*PROBLEMS TO WORK ON*
• 1. According to the interview excerpt on sales and marketing in government contracting, which agencies is the speaker's team currently targeting?
• 2. Extend the interview excerpt on sales and marketing in government contracting, picking up after its final sentence.

*PASSAGE PROVIDED*
Zhenia Klevitsky: That’s a great question, Julie. I think sales and marketing collaboration in government contracting, GovCon, is most effective when it’s intentional, when it’s integrated, and when it’s aligned to the buying process. We now focus on what we’re calling account-based marketing or ABM for priority pursuits. Business development or the sales team will identify target agencies or opportunities early on in the business development lifecycle, and then marketing will build and customize outreach related to those agencies. For us, currently that’s DHS and DHA. What that marketing customized outreach includes is white papers. Maybe there’s a landing page specifically dedicated to an account on your website. Webinars, capability briefs specific for the agency. Not just capability, but again, back to that mission need. This shapes customer perception before the competition ever comes out. Not the competition, but the RFP or even an RFI, or even before an opportunity shapes, we’re already building that perception in advance.

Data listing
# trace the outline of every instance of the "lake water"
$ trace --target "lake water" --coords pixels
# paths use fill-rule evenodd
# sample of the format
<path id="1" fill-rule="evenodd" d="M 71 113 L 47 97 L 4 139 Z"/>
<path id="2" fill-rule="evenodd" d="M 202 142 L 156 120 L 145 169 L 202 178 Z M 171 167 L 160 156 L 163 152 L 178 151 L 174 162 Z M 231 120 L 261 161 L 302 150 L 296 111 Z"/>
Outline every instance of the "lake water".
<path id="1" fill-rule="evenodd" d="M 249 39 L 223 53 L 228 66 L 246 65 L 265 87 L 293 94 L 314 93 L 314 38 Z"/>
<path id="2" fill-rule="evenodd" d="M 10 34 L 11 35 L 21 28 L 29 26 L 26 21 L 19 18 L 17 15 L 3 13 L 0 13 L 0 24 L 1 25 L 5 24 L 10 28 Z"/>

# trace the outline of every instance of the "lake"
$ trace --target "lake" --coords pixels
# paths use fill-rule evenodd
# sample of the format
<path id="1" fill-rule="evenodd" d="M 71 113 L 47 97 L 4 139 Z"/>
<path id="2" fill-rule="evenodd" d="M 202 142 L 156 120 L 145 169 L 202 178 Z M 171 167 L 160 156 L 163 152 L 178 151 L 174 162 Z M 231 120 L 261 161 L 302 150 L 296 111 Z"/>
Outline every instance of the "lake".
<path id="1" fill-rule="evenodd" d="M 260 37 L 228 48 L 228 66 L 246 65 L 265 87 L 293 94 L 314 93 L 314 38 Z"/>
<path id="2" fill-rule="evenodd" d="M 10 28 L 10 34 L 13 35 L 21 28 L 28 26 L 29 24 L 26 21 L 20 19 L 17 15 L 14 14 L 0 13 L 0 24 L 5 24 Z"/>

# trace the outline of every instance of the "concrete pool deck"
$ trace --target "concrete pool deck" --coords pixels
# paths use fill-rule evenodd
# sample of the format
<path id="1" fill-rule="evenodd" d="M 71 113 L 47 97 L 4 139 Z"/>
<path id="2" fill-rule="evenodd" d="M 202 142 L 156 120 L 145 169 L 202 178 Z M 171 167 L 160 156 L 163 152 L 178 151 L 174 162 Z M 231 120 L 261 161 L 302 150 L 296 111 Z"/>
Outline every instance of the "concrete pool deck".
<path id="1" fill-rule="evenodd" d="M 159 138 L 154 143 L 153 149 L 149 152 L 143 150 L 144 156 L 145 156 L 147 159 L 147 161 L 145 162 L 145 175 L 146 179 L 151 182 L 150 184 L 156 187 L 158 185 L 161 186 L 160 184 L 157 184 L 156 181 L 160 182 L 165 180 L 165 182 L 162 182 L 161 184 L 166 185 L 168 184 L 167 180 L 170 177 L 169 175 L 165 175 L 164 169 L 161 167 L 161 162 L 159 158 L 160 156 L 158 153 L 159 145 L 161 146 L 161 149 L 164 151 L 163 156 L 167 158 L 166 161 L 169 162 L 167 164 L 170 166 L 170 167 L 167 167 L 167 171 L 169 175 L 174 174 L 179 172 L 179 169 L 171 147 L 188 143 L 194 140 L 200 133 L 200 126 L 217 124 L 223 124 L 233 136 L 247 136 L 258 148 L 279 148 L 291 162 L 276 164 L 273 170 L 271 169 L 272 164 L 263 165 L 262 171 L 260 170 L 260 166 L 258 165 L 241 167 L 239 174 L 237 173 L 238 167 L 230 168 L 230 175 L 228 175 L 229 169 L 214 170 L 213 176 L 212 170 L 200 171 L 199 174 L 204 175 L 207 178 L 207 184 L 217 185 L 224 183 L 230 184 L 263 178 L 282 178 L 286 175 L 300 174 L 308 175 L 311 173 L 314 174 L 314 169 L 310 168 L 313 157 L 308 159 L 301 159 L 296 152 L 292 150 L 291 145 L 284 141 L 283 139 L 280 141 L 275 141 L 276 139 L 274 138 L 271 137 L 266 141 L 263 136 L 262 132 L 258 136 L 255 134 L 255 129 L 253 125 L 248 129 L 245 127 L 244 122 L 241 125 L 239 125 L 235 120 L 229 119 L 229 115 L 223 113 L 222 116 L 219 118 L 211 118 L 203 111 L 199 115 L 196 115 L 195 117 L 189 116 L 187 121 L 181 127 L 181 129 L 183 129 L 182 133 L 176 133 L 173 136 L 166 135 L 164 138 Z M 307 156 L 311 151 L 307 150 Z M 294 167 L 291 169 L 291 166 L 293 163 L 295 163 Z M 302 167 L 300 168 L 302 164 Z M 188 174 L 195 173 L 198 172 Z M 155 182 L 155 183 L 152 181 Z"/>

*ANSWERS TO EACH TASK*
• 1. DHS and DHA.

• 2.
For me, thought leadership beats capture. For example, executive ghost writing or podcasts like we’re doing today, speaking on panels and webinars positioned by marketing to help shape the narrative around a company’s technical edge or niche capability. Then business development uses these assets to credibly engage technical and program stakeholders early in that acquisition lifecycle. Sometimes, customers will reach out to us just because we’ve had an expert speak on a panel, webinar, or podcast. It’s about building that snowball approach of putting everything together so the market understands what the company is all about.
Fred Diamond: It’s interesting that you bring that up. More than ever, the customer can find information. If the customer is going to engage with sales or BD, the BD or the sales professional need to be talking about things that the customer specifically is focused on. It can’t be broad things like, “Our technology will help you be more productive,” or, “Our technology is great for government.” It has to be specific to what that human being or those specific people in the buying process need to be aware of.
There’s no excuse. We say this all the time, Zhenia, on the Sales Game Changers podcast: there’s no excuse for sales professionals who aren’t speaking specifically to the customer which is where marketing comes in by helping process the message, helping figure out the best ways to get it across. I’m curious, do you have an example of a time when marketing content and awareness building all came together and directly contributed to a big or complex win?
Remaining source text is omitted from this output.